Give back, word for word, the line that contains "Where can you spot the woman with gray" and every line that follows it in the data below.

# Region pointing data:
□ □ □ □ □

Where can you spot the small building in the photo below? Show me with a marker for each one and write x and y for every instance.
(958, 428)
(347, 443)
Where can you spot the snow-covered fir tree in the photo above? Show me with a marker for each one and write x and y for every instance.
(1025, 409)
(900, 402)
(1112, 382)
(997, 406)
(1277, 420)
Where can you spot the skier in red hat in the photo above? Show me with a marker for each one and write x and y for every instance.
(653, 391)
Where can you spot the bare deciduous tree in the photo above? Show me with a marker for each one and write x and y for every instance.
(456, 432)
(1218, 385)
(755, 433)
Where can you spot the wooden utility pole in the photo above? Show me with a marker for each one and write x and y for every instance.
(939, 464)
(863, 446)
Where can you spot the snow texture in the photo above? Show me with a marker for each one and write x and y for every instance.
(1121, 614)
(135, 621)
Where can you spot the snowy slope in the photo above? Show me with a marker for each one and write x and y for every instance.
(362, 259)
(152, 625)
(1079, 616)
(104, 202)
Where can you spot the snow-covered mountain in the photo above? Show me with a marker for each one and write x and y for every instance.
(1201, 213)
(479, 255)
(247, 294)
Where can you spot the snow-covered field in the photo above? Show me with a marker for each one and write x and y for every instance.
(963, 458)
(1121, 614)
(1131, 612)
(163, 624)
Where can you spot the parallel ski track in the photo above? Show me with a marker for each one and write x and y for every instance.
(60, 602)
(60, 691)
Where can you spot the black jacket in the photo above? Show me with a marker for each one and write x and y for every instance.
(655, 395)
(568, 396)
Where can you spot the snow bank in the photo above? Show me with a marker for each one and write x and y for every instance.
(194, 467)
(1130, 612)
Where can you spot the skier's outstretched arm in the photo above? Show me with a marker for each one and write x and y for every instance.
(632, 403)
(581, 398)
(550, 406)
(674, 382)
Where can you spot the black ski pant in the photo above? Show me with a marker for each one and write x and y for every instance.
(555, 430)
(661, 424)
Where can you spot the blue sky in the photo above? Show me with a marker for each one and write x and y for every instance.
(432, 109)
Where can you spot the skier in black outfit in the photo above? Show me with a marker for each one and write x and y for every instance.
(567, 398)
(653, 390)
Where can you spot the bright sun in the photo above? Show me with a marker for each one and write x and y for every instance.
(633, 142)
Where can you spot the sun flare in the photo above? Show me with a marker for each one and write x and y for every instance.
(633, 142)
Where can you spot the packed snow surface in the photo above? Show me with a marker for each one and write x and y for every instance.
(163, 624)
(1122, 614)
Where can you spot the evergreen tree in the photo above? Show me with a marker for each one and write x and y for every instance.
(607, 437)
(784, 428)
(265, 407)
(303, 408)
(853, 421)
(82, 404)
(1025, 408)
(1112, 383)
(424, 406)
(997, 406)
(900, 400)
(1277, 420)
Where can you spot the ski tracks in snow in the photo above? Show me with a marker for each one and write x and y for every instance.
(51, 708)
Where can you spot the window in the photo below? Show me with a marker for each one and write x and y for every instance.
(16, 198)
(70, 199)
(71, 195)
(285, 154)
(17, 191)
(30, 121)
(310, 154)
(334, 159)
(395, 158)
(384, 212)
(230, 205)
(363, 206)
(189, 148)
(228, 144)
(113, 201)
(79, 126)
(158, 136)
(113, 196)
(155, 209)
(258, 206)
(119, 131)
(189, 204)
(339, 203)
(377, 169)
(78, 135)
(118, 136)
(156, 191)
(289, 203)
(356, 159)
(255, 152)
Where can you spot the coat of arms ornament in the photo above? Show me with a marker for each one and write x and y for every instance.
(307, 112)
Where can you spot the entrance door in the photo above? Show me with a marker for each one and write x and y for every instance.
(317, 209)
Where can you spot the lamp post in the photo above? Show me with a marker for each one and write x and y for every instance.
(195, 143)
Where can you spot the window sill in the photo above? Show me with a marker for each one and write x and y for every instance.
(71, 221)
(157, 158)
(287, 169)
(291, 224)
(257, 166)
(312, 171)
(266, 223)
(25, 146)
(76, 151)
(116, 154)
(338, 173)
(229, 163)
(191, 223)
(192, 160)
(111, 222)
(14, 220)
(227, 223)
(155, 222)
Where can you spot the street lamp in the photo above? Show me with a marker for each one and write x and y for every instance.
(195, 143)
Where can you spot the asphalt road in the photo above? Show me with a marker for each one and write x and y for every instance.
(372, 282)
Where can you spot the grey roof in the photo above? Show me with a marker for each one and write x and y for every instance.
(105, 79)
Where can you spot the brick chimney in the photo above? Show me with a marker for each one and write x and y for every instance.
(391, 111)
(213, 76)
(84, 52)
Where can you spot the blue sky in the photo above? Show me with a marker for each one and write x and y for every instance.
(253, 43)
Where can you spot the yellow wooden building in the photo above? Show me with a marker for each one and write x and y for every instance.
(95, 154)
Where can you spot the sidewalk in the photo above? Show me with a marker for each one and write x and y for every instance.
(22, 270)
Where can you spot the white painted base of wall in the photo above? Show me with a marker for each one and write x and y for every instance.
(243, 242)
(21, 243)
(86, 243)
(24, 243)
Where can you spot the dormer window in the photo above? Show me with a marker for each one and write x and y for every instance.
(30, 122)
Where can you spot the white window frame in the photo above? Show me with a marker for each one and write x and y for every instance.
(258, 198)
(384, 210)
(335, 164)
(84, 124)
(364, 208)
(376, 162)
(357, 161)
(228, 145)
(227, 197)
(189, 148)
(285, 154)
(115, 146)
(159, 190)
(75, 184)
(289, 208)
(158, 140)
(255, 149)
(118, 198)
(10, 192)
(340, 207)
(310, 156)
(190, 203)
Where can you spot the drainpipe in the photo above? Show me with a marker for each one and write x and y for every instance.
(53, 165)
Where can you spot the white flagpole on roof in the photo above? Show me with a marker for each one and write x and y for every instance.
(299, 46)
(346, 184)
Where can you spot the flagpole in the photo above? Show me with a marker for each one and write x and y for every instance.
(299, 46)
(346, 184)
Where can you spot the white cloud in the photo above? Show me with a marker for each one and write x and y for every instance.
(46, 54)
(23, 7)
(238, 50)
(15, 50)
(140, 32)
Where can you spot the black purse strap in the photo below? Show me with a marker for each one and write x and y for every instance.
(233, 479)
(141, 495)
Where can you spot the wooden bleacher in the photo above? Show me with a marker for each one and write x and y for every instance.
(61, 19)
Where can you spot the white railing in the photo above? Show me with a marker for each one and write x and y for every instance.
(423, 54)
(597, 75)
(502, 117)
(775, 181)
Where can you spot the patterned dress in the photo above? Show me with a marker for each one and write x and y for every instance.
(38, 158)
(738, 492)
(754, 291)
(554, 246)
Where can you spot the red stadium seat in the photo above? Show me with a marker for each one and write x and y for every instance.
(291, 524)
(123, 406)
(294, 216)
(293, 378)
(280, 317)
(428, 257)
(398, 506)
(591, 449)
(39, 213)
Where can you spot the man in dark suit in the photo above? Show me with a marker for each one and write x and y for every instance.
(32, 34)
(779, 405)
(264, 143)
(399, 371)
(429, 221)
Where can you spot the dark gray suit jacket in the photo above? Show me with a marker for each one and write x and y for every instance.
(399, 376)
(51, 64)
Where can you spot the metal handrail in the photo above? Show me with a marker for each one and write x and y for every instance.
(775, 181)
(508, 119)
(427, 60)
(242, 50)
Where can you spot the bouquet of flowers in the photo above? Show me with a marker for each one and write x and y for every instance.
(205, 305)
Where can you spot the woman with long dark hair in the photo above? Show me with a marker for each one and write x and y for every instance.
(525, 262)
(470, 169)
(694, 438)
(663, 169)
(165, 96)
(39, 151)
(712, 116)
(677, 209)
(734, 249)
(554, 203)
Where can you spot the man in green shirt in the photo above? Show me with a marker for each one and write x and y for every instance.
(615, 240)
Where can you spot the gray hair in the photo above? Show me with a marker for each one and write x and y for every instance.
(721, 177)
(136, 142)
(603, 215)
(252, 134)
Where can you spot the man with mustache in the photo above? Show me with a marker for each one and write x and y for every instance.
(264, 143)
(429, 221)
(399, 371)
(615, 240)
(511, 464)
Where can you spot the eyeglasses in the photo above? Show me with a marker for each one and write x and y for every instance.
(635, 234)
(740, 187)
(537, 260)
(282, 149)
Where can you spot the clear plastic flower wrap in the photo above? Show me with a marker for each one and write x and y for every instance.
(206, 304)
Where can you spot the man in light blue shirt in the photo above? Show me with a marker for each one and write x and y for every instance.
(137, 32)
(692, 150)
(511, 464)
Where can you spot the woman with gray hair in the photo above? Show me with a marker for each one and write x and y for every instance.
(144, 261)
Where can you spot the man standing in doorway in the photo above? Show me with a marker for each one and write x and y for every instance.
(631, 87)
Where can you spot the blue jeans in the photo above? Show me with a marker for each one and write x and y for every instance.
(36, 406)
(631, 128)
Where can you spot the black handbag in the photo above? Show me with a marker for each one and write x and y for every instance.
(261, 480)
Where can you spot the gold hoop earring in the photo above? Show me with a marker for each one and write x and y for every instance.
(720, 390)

□ □ □ □ □

# WRITTEN RESPONSE:
Where can you spot the woman with gray hair in the photo above? Show me with a marker for each one and write x and y for every instance.
(144, 261)
Where can you spot the man standing in doorway in the photo above? Show me with a marker for each one and write x and y for every instance.
(631, 87)
Where can you spot the blue jeans in the photo above? Show me with a marker for each one and write x and y for every instance.
(36, 406)
(631, 128)
Where can you spot the black handbag in the photo above? Show me with a marker for each one and write x and y for every instance.
(261, 480)
Where can you spot the gold hoop earring in the photo above? Show me with a marker for each one and write x and y for every instance.
(720, 390)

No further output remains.